▶ **Task details**
Please copy out the part that opens with the line containing "of the woman." and runs through the end of the items, keeping the requests and their sample points unchanged but multiplying each answer coordinate by 1.35 and rounding to whole numbers, halves up. Give only that part.

▶ **Data supplied**
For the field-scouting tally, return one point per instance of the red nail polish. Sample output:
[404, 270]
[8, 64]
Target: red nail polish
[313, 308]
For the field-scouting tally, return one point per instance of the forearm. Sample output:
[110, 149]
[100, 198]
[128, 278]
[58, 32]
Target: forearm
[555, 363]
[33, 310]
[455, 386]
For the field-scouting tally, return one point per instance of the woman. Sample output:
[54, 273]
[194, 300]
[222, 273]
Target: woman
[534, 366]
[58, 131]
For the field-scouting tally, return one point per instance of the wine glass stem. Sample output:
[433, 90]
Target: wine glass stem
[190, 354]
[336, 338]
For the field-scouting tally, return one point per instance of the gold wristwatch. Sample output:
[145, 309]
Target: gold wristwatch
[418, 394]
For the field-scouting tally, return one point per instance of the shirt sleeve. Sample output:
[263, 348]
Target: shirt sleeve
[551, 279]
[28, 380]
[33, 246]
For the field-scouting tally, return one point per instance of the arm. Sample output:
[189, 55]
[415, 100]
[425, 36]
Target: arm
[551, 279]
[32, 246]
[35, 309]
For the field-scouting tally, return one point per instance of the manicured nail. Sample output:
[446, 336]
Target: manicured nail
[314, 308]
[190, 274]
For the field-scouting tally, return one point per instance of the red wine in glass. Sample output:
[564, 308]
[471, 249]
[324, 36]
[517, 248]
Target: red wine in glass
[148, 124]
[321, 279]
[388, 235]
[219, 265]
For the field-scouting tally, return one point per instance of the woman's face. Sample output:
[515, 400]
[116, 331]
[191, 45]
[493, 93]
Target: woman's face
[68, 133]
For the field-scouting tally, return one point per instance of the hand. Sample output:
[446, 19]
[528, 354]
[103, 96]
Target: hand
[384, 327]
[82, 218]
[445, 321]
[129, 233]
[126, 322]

▶ **Final answer**
For the field-scouting tally, return one point per instance of the woman. Sample output:
[54, 273]
[194, 300]
[222, 273]
Target: woman
[721, 494]
[78, 177]
For the field-scouting tally, return one point per instance of the wine glass stem. Sample output:
[433, 90]
Target: wine glass stem
[257, 478]
[454, 456]
For the field-scouting tally, return one point per instance of the gold wristwatch. Sample output:
[145, 309]
Target: gold wristwatch
[564, 532]
For the field-scouting tally, return one point per instance of the shirt sleeve. Sample output:
[263, 348]
Target: shirt sleeve
[744, 377]
[38, 513]
[45, 332]
For the field-scouting tally, return one point per instance of the arm. Sample output:
[189, 55]
[415, 100]
[425, 36]
Target: arm
[744, 377]
[43, 332]
[47, 417]
For the field-scouting tally, return one point per instance of the manicured nail. Sample output:
[446, 336]
Target: manicured nail
[424, 416]
[257, 370]
For the field-scouting tally, return one point per instance of the red wine in glass. Sample output:
[564, 308]
[471, 249]
[324, 36]
[517, 248]
Target: red wine in glass
[200, 167]
[433, 377]
[524, 317]
[296, 358]
For the field-scouting tally, return one point per instance of the woman's face. Sample output:
[515, 400]
[116, 331]
[191, 45]
[493, 93]
Target: woman's face
[92, 180]
For the field-scouting tally, return one point per instance of the hand. Sample output:
[446, 19]
[528, 354]
[103, 96]
Target: hand
[518, 441]
[111, 294]
[601, 433]
[174, 315]
[170, 435]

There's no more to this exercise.